The input:
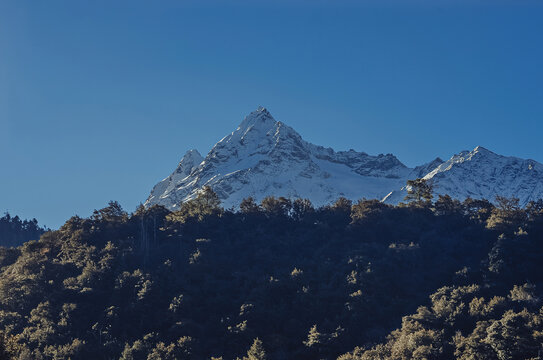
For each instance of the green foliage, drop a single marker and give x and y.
(14, 231)
(203, 282)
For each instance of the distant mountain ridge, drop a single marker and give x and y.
(266, 157)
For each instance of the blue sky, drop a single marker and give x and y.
(100, 99)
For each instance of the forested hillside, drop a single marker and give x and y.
(280, 280)
(14, 231)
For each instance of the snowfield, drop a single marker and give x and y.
(265, 157)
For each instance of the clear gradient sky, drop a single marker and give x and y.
(100, 99)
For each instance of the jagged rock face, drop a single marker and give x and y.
(482, 174)
(265, 157)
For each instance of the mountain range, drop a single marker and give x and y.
(266, 157)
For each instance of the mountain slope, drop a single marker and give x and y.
(482, 174)
(266, 157)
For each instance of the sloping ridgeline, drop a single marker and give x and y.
(280, 280)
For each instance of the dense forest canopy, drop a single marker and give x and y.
(280, 279)
(14, 231)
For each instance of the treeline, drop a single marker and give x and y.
(280, 279)
(14, 231)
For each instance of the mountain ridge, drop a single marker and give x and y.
(264, 157)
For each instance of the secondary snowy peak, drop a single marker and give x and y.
(481, 173)
(264, 157)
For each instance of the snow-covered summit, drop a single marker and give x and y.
(264, 157)
(483, 174)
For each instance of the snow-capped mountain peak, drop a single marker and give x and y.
(264, 157)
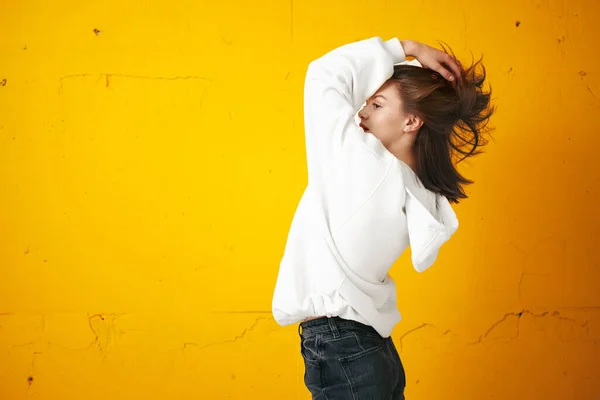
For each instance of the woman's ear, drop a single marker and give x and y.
(413, 124)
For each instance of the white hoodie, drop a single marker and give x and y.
(362, 206)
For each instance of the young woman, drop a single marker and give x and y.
(374, 188)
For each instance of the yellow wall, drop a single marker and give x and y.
(149, 174)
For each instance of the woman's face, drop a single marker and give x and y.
(382, 116)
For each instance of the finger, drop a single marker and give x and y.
(444, 72)
(456, 67)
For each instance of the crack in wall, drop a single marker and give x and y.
(518, 315)
(106, 77)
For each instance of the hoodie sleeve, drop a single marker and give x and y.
(336, 86)
(428, 228)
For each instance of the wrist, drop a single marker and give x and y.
(410, 47)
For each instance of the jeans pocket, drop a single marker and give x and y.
(309, 349)
(368, 371)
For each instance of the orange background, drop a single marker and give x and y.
(149, 173)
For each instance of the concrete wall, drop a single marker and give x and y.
(152, 156)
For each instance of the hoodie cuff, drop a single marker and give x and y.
(394, 47)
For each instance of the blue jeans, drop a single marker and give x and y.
(346, 360)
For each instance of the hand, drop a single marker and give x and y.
(445, 64)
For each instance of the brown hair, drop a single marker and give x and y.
(454, 121)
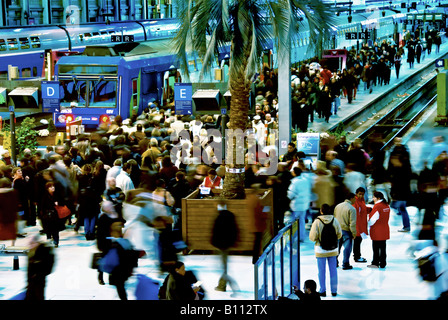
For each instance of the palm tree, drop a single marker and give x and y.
(245, 25)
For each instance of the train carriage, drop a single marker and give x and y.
(107, 81)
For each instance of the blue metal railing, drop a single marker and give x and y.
(278, 268)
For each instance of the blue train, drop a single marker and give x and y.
(26, 47)
(111, 79)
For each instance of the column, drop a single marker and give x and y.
(284, 96)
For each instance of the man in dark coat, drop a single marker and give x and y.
(224, 236)
(40, 265)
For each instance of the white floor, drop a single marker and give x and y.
(73, 279)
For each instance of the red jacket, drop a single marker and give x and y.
(361, 217)
(380, 228)
(209, 184)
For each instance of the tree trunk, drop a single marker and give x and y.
(233, 187)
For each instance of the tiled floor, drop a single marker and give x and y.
(72, 279)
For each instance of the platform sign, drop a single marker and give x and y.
(309, 143)
(183, 102)
(50, 96)
(440, 63)
(122, 38)
(357, 35)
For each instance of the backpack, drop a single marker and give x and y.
(427, 267)
(328, 237)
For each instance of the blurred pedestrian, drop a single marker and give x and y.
(299, 192)
(345, 213)
(309, 292)
(106, 218)
(40, 264)
(224, 237)
(50, 214)
(258, 219)
(326, 256)
(378, 223)
(9, 206)
(361, 224)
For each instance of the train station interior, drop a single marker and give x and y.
(119, 60)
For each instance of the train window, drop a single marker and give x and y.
(26, 73)
(12, 44)
(73, 91)
(2, 45)
(149, 82)
(103, 94)
(24, 43)
(35, 42)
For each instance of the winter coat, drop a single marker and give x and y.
(379, 221)
(323, 188)
(346, 215)
(361, 217)
(316, 231)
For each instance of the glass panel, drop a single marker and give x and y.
(287, 290)
(295, 253)
(24, 43)
(12, 44)
(87, 70)
(278, 268)
(103, 94)
(2, 45)
(73, 91)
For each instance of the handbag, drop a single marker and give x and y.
(63, 211)
(96, 259)
(110, 261)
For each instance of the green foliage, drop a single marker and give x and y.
(339, 131)
(26, 136)
(51, 126)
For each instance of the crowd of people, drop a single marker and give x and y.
(125, 175)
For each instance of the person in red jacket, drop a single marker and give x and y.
(379, 230)
(361, 224)
(212, 180)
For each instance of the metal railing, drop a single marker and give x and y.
(278, 268)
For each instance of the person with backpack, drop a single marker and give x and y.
(345, 213)
(378, 223)
(225, 234)
(325, 233)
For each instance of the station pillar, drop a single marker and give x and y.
(442, 89)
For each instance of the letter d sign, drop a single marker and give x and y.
(50, 92)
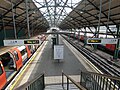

Task statement: Return every line of the entries that contains the string "train", treating uppercase and lowercase as distinct.

In response:
For each instance of the train carriage, drop a single marker and give x and y.
For each instance of the blue train, drop a single marker and give x and y.
For each instance of the train station interior, drop a single marker and give x and y.
For each instance of the train window, drop a single marker and give x and y.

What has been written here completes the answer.